現状では、週の所定労働時間などで考えると4分の3を下回るため、会社で社会保険に加入することが一部の企業を除きできません。そうなると、自分自身で国民健康保険や国民年金に加入して保険料を納付する必要が生じます。

しかし、短時間労働者への要件が緩和されて適用が拡大されれば、被保険者として会社で健康保険と厚生年金保険に加入する人が増えます。

短時間で働く人の中には、社会保険に入ると手取りが減るから入りたくない、という意見もあるようです。しかし、健康保険料や厚生年金保険料を支払うことはデメリットばかりではありません。そもそもこれらの社会保険料は、原則として会社と折半(健康保険組合によって負担割合は異なります)であり、会社も従業員のために保険料を支払っているということを覚えておいてください。なお、40~64歳までの被保険者は、加入する健康保険組合から介護保険料を徴収されますが、こちらも同様です。

厚生年金保険に加入することで、「基礎年金」に加えて、在職中の給与額に基づいて計算される「報酬比例」の厚生年金を受け取ることができます。仮に、短時間で働き給与が8万3000円以上9万3000円未満(標準報酬月額が8万8000円)の場合、毎月支払う厚生年金保険料は約8100円となり、国民年金保険料を自ら支払う場合は月1万6540円(2020年度)かかるのに対して半分で済みます。そのうえ、将来もらえる年金は1年間の加入で年額5400円、20年間の加入で年額10万8600円、これが終身で増えることになります。

将来の年金ばかりではありません。厚生年金保険の加入中に、万一、障害がある状態になった場合、障害基礎年金のほかに障害厚生年金が支給されます。この障害厚生年金(3級の場合)には、月額約4万8800円(2020年度)の最低保障額が設けられています。障害年金はケガによる障害だけでなく、がんなどあらゆる病気が対象となります。

提供データ:
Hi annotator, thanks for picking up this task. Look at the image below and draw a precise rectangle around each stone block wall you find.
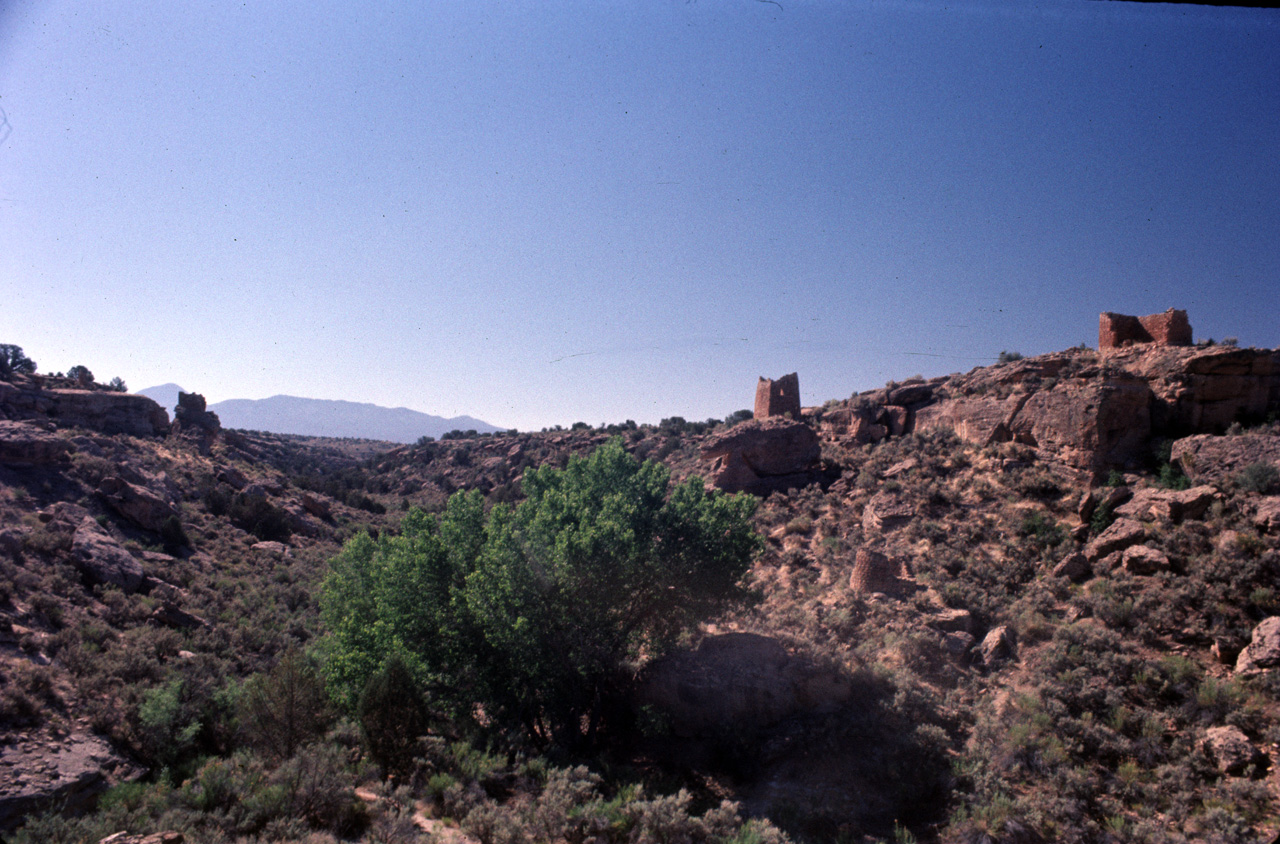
[755,373,800,419]
[1098,307,1192,351]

課題:
本文では、国民年金保険料を自分で払う場合、2020年度は月にいくらかかるとされていますか。 リストは本文とは関係のない別の資料です。

解答全文:
月1万6540円です。